Record set >>
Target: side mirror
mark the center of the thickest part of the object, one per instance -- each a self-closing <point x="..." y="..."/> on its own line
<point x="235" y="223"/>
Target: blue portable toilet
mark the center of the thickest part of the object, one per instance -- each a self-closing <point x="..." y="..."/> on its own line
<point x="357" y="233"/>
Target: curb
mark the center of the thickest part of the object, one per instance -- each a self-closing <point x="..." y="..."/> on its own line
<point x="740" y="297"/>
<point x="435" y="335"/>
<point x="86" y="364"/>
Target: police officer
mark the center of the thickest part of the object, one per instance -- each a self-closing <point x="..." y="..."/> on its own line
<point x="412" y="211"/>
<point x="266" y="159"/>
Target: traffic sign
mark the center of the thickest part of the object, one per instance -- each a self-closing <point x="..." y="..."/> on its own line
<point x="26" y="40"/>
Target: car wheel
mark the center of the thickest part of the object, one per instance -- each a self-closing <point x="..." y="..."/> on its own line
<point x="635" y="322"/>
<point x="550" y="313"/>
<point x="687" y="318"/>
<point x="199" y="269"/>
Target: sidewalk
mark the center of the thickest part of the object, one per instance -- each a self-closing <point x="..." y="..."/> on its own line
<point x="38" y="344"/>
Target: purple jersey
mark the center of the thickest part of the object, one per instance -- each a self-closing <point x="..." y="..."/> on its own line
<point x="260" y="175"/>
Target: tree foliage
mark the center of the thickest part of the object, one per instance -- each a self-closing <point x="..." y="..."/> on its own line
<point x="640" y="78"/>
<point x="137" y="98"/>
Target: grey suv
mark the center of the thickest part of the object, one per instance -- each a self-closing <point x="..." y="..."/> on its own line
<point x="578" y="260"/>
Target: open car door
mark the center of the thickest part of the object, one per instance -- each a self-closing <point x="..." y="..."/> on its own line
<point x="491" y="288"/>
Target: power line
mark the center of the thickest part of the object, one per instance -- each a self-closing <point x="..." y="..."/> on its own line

What the task asks >>
Show all lines in the preceding material that have "Target" in them.

Task answer >>
Target: side mirror
Target: blue portable toilet
Target: curb
Target: police officer
Target: traffic sign
Target: car wheel
Target: sidewalk
Target: purple jersey
Target: tree foliage
Target: grey suv
Target: open car door
Target: power line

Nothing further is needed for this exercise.